(Saved dataset items)

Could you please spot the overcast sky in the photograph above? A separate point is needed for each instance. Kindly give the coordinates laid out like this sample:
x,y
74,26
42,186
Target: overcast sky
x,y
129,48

Instructions for the task. Lay out every line of the material above as a JSON list of strings, one string per line, skipping any blank lines.

Answer for this exercise.
[
  "Could you please spot the overcast sky in the photograph above? A separate point is needed for each instance. Kindly give the coordinates laid out like this sample:",
  "x,y",
  "74,26",
  "42,186",
  "Target: overcast sky",
  "x,y",
  "129,48"
]